SELECTED EXCERPT
◆ ◆ ◆ ◆ ◆ ◆ ◆

The
  Cornell
    Journal
      of
        Architecture
0
Introduction



Issue 8 of The Cornell Journal of Architecture is now available. Only selected articles are offered here. Full contents are available by purchasing the Journal. It is available through amazon.com here:


Full Table of Contents:
Introduction: Editors of The Cornell Journal of Architecture
RE:8 Dagmar Richter, Chair, Department of Architecture, Cornell University
History After the End: Network Culture and Atemporalitay Kazys Varnelis
Self-reflective Architecture Hod Lipson
Return to Earth: Feedback Houses Lydia Kallipoliti
Yes We Can Austin + Mergold
Regenerative Returns Ila Berman
eco-pop Mark Jarzombek
RE-Collage Andrea Simitch
Being RE R.E. Somol
Taste Is Critical David Salomon
Unsolicit**ed Comments Philip Johnson & Sibyl Moholy Nagy
Regarding Regarding Mark Morris
SurfaceCities: Renovating the Image of the 21st-Century City John Zissovici
Resolution (Western Sahara) Michael Ashkin with Nathan Townes-Anderson
Ex-Palm SMAQ: Sabine Müller Andreas Quednau
Pandas: A Rehearsal Keller Easterling
OMA RE: OMU Rem Koolhaas
Rowe • Ungers: Untold Collabortations Yehre Suh
RE: Design or Architecture: Wither the Discipline? Kent Kleinman
RE:RE: Design or Architecture: Wither the Discipline? Peter Eisenman
Architecture and Regression Spyros Papapetros
Thanks, but No Thanks Greg Lynn


Cover, The Cornell Journal of Architecture— the sideways 8 constructed with one sparkler and a long exposure.
Cover, The Cornell Journal of Architecture— the sideways 8 constructed with one sparkler and a long exposure.

◆ ◆ ◆ ◆ ◆ ◆ ◆

SET OF TASKS
• 1. Translate this sentence from the announcement of Issue 8 of The Cornell Journal of Architecture into Spanish: "Full contents are available by purchasing the Journal."
• 2. Using the announcement of Issue 8 of The Cornell Journal of Architecture, decide whether each statement agrees with it, answering yes or no and quoting the words that settle it. (a) The page offers every article in Issue 8. (b) Peter Eisenman is listed with "RE:RE: Design or Architecture: Wither the Discipline?" (c) The cover's sideways 8 was made with one sparkler and a long exposure.
• 3. Extend the announcement of Issue 8 of The Cornell Journal of Architecture, starting after its final sentence.

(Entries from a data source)

◆ ◆ ◆ ◆ ◆ ◆ ◆

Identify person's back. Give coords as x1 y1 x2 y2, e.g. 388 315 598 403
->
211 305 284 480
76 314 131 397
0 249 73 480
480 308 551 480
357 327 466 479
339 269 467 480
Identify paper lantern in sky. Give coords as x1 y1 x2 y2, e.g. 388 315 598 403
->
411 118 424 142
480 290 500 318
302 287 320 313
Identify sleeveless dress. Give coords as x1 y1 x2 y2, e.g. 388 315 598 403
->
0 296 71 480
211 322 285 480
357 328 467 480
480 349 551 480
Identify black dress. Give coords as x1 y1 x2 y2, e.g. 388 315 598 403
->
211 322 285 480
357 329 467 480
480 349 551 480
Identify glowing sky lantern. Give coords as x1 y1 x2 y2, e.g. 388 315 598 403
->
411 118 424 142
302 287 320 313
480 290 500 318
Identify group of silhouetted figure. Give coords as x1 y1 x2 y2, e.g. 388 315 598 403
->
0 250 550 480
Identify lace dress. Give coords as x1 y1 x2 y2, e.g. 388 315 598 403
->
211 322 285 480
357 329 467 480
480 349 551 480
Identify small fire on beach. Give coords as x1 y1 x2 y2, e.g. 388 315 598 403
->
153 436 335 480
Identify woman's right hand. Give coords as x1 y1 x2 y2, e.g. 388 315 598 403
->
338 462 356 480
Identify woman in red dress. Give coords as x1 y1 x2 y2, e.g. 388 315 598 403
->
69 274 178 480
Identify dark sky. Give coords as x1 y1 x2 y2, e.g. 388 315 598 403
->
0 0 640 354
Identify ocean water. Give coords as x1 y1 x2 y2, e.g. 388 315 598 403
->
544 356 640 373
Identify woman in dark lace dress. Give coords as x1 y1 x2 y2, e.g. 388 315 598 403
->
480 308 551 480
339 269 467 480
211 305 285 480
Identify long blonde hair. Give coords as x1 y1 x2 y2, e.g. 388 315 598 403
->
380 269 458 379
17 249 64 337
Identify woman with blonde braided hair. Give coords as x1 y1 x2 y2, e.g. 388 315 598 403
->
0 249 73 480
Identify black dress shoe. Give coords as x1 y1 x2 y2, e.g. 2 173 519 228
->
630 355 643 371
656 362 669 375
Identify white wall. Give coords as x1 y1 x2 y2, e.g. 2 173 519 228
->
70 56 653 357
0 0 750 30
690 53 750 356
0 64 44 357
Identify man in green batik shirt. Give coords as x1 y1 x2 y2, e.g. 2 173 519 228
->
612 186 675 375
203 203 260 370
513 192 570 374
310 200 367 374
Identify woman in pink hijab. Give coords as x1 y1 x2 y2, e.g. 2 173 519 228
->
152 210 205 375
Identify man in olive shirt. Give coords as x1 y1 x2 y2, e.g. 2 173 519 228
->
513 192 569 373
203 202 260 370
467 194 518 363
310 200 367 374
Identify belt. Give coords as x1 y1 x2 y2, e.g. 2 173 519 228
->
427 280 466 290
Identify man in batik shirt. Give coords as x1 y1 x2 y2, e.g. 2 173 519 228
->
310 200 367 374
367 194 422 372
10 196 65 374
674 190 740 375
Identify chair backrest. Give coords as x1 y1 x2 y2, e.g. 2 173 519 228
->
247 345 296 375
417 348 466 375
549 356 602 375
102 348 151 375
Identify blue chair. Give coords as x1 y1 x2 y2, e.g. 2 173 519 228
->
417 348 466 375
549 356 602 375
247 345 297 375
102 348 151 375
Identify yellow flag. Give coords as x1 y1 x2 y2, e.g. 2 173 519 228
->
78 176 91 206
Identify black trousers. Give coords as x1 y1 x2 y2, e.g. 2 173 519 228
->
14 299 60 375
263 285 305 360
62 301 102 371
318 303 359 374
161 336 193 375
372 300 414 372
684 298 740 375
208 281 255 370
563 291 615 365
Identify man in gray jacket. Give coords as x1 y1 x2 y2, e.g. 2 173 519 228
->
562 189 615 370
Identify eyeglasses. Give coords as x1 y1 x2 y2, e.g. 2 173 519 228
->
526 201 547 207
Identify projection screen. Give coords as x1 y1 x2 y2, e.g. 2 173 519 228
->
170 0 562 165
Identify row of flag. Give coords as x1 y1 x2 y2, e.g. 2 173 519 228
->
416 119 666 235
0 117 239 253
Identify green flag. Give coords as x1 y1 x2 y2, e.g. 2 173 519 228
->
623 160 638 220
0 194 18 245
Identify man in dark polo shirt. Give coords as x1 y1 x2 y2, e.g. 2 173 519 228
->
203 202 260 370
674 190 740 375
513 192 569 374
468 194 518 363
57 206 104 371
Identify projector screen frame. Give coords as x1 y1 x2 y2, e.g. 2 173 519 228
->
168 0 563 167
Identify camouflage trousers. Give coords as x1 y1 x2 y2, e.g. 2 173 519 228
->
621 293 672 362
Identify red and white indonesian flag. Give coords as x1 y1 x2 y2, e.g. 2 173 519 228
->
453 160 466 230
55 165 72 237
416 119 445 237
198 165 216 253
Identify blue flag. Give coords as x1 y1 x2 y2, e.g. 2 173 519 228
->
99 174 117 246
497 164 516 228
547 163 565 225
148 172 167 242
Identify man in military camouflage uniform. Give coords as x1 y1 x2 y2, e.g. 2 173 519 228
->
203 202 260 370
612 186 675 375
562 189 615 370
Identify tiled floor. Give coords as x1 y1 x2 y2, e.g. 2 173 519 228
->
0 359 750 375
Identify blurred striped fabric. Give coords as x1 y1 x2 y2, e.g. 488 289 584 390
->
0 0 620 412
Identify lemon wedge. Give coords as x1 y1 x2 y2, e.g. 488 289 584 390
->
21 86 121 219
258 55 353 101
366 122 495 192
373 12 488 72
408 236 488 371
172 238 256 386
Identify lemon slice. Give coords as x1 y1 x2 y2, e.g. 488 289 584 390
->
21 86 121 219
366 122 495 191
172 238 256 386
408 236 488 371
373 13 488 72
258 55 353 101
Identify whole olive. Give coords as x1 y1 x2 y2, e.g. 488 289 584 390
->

◆ ◆ ◆ ◆ ◆ ◆ ◆

ANSWERS FOR EACH ITEM
• 1. El contenido completo está disponible mediante la compra de la revista.

• 2.
(a) No: "Only selected articles are offered here."
(b) Yes: "RE:RE: Design or Architecture: Wither the Discipline? Peter Eisenman"
(c) Yes: "the sideways 8 constructed with one sparkler and a long exposure"

• 3.
Introduction

This issue of the Cornell Journal of Architecture is about the now, the new, and the next in architecture, while simultaneously acknowledging that every possible future is intrinsically linked to the existent, to the present and its attendant past. At the heart of issue 8: RE is the understanding that the creative act itself is reiterative; that in rethinking, recombining, reshuffling, recycling, and reimagining aspects of the world around us, we produce work that both belongs to the current moment and establishes new future trajectories.

In its two uses as a preposition and as a prefix,* RE exceeds the mere notion of repetition. As understood here, RE suggests a number of interrelated approaches: a response to an existing condition, a criticality of the status quo, and a dialogue between past, present, and future. At a moment when there is no singularity of cause, nor cohesive reactionary response, this issue establishes a structure that engages with the host of topics currently being brought to bear on architecture from both within and without the discipline, and questions the way in which architecture is produced and criticized today.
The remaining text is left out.